### Required work
What is needed is an exact transcription of every record below.

Natural language region descriptions
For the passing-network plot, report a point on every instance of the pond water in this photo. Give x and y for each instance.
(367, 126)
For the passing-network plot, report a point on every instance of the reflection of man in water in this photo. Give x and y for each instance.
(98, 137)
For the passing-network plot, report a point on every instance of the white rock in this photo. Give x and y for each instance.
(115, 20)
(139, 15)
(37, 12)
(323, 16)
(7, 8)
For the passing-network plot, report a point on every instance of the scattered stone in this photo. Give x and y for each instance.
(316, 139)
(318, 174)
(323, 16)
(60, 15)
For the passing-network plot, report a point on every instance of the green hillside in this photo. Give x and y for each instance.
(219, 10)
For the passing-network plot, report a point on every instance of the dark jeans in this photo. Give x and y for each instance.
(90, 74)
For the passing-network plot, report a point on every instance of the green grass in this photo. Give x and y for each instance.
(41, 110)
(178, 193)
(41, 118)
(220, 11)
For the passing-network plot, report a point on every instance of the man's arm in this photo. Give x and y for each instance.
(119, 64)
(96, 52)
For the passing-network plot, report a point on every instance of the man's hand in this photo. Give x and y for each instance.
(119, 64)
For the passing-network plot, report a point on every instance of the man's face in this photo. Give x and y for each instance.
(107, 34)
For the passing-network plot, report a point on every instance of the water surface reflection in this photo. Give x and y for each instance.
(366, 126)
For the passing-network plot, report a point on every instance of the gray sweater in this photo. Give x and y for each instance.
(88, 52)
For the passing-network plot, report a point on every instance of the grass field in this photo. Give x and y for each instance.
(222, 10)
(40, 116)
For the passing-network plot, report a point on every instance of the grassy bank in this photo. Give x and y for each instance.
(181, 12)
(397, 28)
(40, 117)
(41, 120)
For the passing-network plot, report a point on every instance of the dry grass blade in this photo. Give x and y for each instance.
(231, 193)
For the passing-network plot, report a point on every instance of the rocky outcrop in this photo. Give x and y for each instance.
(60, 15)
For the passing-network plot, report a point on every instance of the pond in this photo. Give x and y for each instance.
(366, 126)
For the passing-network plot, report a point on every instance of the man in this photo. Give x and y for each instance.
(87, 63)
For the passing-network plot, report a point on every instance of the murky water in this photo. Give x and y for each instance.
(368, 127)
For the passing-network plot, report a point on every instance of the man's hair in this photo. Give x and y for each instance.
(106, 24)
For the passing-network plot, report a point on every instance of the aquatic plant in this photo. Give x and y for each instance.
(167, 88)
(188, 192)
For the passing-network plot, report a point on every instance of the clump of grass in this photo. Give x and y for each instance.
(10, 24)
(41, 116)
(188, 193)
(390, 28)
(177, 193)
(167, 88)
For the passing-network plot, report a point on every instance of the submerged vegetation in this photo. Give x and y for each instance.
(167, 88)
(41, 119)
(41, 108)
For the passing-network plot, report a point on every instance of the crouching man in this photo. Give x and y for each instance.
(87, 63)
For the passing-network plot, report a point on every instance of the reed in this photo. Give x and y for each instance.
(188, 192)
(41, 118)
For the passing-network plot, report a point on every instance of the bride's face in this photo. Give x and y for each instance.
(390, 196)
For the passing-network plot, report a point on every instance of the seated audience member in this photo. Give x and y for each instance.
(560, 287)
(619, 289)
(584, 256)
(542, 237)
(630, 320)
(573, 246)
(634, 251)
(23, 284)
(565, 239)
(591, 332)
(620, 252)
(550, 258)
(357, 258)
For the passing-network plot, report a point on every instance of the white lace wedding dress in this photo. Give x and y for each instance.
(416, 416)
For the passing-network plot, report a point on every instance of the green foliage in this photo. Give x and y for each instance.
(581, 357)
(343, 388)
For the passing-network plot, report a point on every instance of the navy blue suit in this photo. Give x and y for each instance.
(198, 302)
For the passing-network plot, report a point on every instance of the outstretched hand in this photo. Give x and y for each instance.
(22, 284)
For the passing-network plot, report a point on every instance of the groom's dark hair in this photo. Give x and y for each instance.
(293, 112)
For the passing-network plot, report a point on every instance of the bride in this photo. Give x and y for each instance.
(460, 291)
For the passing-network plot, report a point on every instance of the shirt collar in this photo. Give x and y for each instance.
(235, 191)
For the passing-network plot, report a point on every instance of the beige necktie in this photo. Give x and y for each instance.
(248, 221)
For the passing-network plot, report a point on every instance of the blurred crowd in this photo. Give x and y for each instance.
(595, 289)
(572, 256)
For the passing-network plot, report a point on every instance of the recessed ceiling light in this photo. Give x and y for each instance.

### Answer space
For the passing-network plot, report a point on every instance of the pond water in this photo. Give x and y for each instance.
(367, 126)
For the passing-network plot, report a point on every instance of the reflection of man in water in this photo. Give x and y for each instance.
(98, 137)
For the passing-network plot, report a point on every instance of the white rock in this photo. Give x and y for each instance.
(115, 20)
(139, 15)
(37, 12)
(323, 16)
(7, 8)
For the passing-network plot, report a point on every instance of the scattered stone in this photo. Give x and y for each instance.
(316, 139)
(318, 174)
(323, 16)
(60, 15)
For the passing-network plot, report a point on every instance of the green hillside in this photo. Give x and y for each instance.
(219, 10)
For the passing-network plot, report a point on every instance of the dark jeans in this photo. Give x and y for each instance.
(90, 74)
For the passing-network plot, report a point on every instance of the green grass in this photo. Give x and y for each instance.
(41, 110)
(178, 193)
(41, 118)
(220, 11)
For the passing-network plot, report a point on every instance of the man's arm in this photo. Give x and y for each instance.
(119, 64)
(96, 52)
For the passing-network plot, report a point on every instance of the man's hand in this photo. Give x and y for each instance.
(119, 64)
For the passing-network plot, report a point on every instance of the man's face in this photo. Give x and y for each instance.
(107, 34)
For the passing-network plot, report a point on every instance of the water surface reflection in this photo. Give x and y for each instance.
(366, 126)
For the passing-network plot, report a point on every instance of the gray sweater in this photo. Give x and y for each instance.
(88, 52)
For the passing-network plot, report a point on every instance of the grass field in this photo. Give x and y for each instance.
(222, 10)
(40, 116)
For the passing-network plot, report a point on every instance of the grassy bank in this photo. Give x and y for each instance.
(181, 12)
(397, 28)
(40, 117)
(41, 120)
For the passing-network plot, report a point on every instance of the dry grass blade in this photo. Give x and y for each instance.
(231, 193)
For the passing-network plot, report a point on every instance of the rocky outcrop in this photo. Give x and y for each instance.
(60, 15)
For the passing-network plot, report a point on every instance of the pond in this photo. Give x and y for each instance.
(366, 126)
For the passing-network plot, report a point on every instance of the man in this photo. Give x and y for each instance.
(87, 63)
For the passing-network plot, report a point on every instance of the murky water in this photo. Give x and y for each instance.
(368, 127)
For the passing-network plot, report a point on every instance of the man's hair in this photo. Give x and y for each instance.
(106, 24)
For the passing-network plot, report a point on every instance of the aquatic plant in this photo. Give x and y for each instance.
(167, 88)
(188, 192)
For the passing-network plot, report a point on every instance of the clump of grass in this photo. Give x and y for each instance.
(10, 24)
(41, 116)
(188, 193)
(390, 28)
(177, 193)
(167, 88)
For the passing-network plot, report a point on every instance of the submerged vegetation in this photo. Give x and y for each instance.
(167, 88)
(41, 119)
(41, 108)
For the passing-network plot, report a point on every instance of the crouching man in this photo. Give x and y for each instance.
(87, 63)
For the passing-network plot, report a point on every instance of the reed in this photo. Give x and y for each instance.
(188, 192)
(41, 118)
For the passing-network plot, report a point on every instance of the bride's face in this photo. Give x and y for each instance.
(390, 196)
For the passing-network plot, report a point on every instance of the seated audience member in this photo. Give x and y for each instance.
(560, 287)
(619, 289)
(584, 256)
(542, 237)
(630, 320)
(573, 246)
(634, 251)
(23, 284)
(565, 239)
(591, 332)
(620, 252)
(550, 258)
(357, 258)
For the passing-network plot, report a point on every instance of the white lace wedding dress in this photo. Give x and y for each instance.
(416, 416)
For the passing-network plot, report a point on every instance of the green foliage in this photo. Give x and y for each instance.
(581, 357)
(343, 388)
For the passing-network plot, report a point on every instance of the navy blue suit in this photo. Give x and y for each instance.
(198, 302)
For the passing-network plot, report a point on every instance of the outstretched hand in this photo. Give x and y for each instance.
(22, 284)
For the passing-network plot, report a point on every instance of the groom's dark hair in this photo. Give x and y for each instance.
(293, 112)
For the passing-network plot, report a point on every instance of the bride in this photo. Give x and y for each instance.
(460, 291)
For the passing-network plot, report a point on every instance of the shirt collar in this photo. Give x and y for each instance.
(235, 191)
For the passing-network plot, report a point on every instance of the beige necktie in this photo. Give x and y for each instance.
(248, 221)
For the passing-network plot, report a point on every instance of the blurred crowd in this photo. Give x and y for each instance.
(595, 289)
(572, 256)
For the passing-network plot, report a point on every instance of the recessed ceiling light in this photo. Give x and y for each instance.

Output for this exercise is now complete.